WORK TO COMPLETE | Could you copy exactly the lines from the one containing "Target: white bird" through the last line of the records below, and nothing else?

SOURCE INFORMATION |
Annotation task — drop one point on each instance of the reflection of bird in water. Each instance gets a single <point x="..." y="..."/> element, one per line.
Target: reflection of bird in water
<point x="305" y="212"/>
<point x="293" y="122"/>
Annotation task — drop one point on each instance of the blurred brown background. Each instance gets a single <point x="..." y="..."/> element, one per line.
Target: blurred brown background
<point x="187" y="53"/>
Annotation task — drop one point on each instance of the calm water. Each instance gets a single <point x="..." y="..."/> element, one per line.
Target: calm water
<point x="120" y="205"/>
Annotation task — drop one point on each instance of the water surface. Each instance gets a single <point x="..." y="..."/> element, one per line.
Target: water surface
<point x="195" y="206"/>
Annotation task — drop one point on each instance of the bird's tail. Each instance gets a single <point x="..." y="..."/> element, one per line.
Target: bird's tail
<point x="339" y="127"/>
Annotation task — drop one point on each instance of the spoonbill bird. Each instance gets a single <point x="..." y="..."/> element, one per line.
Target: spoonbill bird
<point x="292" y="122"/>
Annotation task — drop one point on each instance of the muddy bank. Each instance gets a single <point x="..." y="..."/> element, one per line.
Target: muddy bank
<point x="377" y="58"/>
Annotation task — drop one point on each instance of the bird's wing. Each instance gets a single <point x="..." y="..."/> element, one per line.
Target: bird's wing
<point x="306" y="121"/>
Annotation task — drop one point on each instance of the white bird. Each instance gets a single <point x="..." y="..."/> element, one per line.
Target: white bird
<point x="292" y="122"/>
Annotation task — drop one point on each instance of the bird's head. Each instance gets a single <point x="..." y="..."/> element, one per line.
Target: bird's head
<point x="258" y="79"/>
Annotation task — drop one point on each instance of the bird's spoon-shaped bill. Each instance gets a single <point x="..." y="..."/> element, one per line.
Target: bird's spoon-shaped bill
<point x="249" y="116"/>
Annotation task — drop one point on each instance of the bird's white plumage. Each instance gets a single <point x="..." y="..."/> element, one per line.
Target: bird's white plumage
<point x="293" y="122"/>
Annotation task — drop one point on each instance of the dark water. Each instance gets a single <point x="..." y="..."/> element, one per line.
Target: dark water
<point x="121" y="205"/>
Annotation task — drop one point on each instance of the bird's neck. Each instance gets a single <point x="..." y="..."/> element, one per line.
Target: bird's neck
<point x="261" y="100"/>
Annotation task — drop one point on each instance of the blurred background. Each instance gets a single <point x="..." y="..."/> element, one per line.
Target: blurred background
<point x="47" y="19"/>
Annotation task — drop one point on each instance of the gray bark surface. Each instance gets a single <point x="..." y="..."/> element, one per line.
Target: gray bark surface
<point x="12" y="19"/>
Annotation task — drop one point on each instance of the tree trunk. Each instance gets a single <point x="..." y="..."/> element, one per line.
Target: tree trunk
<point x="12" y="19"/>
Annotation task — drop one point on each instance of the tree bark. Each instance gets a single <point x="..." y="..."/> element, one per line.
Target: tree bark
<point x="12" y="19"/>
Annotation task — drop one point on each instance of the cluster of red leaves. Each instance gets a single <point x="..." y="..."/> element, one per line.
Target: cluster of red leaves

RESULT FOR THIS EXERCISE |
Target: white bird
<point x="292" y="122"/>
Annotation task — drop one point on each instance of the bird's head. Each instance gets a single <point x="..." y="..."/> element, one per line.
Target: bird's head
<point x="258" y="79"/>
Annotation task — drop one point on each instance of the bird's spoon-shaped bill. Each instance gets a single <point x="..." y="..."/> element, one per line.
Target: bird's spoon-shaped bill
<point x="249" y="116"/>
Annotation task — drop one point on each instance of the bird's white plumage. Each instance gets a single <point x="..." y="..."/> element, one per line.
Target: bird's white plumage
<point x="293" y="122"/>
Annotation task — drop one point on each instance of the dark water. Each instance gets a single <point x="..." y="..."/> element, one per line.
Target: dark water
<point x="121" y="205"/>
Annotation task — drop one point on each instance of the bird's neck. Each instance gets a single <point x="..." y="..."/> element, one per line.
Target: bird's neck
<point x="261" y="100"/>
Annotation task — drop one point on each instance of the blurred background. Each instance gets a single <point x="..." y="..."/> element, one per line.
Target: blurred background
<point x="47" y="19"/>
Annotation task — drop one point on each instance of the gray bark surface. Each instance gets a single <point x="..." y="..."/> element, one per line.
Target: gray bark surface
<point x="12" y="19"/>
Annotation task — drop one point on each instance of the tree trunk. Each instance gets a single <point x="..." y="..."/> element, one per line.
Target: tree trunk
<point x="12" y="19"/>
Annotation task — drop one point on each instance of the tree bark. Each instance gets a single <point x="..." y="..."/> element, one per line.
Target: tree bark
<point x="12" y="19"/>
Annotation task — drop one point on each instance of the cluster of red leaves. Each instance gets a single <point x="..." y="..."/> element, one per line.
Target: cluster of red leaves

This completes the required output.